# Code for Personal and Relational Event Sequence Modeling
Code to create 5 datasets with both personal and relational event types and benchmark a variety of approaches on them. 

# Environment Set Up

Designed to work within a KubeFlow Jupyter Notebook. The base image should include:
* PyTorch 2.5.1
* CUDA 12.4
* CUDA compiler toolchain (including gcc)

On top of this base image, simply run `setup.sh` to create a conda environment named `tgs`. A full dump of all installations in the virtual environment used for benchmarking is provided in `pip_freeze.txt`. All code should be run within the `tgs` conda environment.

# Repo Structure
The repo consists of two main parts: Creating Datasets, and Running Benchmarks.

# Creating Datasets
Creating datasets can be skipped if you download the processed datasets & tasks from \(Removed for double blind review). To recreate datasets, you can:
1. Download the corresponding raw dataset
2. Run `process_*.ipynb` to create a CSV containing **all** events
   * NOTE: github requires running `github_extract.py` first
4. Run `task_*.py` to create CSVs needed for training, validating and testing each task on that dataset

The task directories created from this process (or available from the download link) will be used as input to the benchmark running scripts.

Listed entries
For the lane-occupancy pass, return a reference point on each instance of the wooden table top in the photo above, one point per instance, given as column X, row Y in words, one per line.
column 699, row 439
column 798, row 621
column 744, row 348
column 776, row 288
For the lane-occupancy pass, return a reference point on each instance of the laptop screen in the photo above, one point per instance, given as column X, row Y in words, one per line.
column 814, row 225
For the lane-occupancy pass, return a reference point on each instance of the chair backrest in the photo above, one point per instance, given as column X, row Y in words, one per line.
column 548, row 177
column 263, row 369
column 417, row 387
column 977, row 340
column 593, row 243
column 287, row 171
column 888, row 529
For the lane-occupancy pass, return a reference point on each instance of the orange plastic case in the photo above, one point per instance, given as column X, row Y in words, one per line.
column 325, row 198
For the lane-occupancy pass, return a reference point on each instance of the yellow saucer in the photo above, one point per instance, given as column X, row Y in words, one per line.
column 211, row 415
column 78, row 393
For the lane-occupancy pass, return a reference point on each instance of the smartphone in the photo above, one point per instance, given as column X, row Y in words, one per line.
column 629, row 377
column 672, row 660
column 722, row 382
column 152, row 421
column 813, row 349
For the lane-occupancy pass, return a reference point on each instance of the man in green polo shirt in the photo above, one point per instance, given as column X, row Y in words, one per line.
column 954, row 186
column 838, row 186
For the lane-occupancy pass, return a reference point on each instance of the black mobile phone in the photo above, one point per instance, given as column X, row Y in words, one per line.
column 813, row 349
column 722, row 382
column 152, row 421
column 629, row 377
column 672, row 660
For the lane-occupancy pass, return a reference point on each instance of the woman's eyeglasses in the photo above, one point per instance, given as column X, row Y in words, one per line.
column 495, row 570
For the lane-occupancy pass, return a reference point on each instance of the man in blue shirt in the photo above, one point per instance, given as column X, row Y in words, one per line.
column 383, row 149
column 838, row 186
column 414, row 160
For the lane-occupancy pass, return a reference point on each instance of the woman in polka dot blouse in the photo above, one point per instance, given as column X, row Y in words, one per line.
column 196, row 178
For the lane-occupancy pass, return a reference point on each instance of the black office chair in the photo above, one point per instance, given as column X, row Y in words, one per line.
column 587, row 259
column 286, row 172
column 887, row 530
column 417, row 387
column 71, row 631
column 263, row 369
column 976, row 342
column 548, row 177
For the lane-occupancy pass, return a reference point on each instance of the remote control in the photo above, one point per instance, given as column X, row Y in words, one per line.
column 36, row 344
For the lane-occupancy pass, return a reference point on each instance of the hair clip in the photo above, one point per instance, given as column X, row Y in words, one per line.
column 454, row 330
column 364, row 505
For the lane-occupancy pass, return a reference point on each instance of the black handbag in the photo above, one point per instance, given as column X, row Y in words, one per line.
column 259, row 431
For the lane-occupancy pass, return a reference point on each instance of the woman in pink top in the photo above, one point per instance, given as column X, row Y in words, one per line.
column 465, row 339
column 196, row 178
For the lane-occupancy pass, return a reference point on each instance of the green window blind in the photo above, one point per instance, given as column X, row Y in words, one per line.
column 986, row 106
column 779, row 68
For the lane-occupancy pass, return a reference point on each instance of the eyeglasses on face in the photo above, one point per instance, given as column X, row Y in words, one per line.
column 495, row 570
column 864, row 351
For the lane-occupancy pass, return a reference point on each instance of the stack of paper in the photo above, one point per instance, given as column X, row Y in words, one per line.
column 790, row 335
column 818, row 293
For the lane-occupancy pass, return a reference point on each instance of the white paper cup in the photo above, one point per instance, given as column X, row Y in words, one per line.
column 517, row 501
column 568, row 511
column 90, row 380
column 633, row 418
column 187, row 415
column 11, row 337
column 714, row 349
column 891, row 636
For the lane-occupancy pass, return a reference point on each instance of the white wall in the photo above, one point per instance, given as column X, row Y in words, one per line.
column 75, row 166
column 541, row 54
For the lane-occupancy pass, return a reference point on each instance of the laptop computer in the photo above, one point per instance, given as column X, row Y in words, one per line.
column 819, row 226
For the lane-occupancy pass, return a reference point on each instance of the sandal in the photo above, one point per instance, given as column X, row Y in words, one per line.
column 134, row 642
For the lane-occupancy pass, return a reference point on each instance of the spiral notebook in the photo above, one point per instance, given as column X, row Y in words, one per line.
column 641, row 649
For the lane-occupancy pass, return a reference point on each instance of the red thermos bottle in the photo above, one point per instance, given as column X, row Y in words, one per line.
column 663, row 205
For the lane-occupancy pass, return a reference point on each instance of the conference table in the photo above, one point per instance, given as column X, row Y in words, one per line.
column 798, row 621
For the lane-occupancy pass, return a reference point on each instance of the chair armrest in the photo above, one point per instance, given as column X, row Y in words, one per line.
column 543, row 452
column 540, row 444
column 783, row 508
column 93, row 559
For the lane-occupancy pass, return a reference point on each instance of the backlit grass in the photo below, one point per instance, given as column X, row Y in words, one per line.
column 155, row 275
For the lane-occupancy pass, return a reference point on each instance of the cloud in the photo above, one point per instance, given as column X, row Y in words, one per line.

Exercise tasks
1. According to the README, what is the name of the conda environment that `setup.sh` creates?
2. Reproduce the README passage from "On top of this" up to and including "and Running Benchmarks.".
These lines were taken from a different source than the README.

Outputs
1. `tgs`

2.
On top of this base image, simply run `setup.sh` to create a conda environment named `tgs`. A full dump of all installations in the virtual environment used for benchmarking is provided in `pip_freeze.txt`. All code should be run within the `tgs` conda environment.

# Repo Structure
The repo consists of two main parts: Creating Datasets, and Running Benchmarks.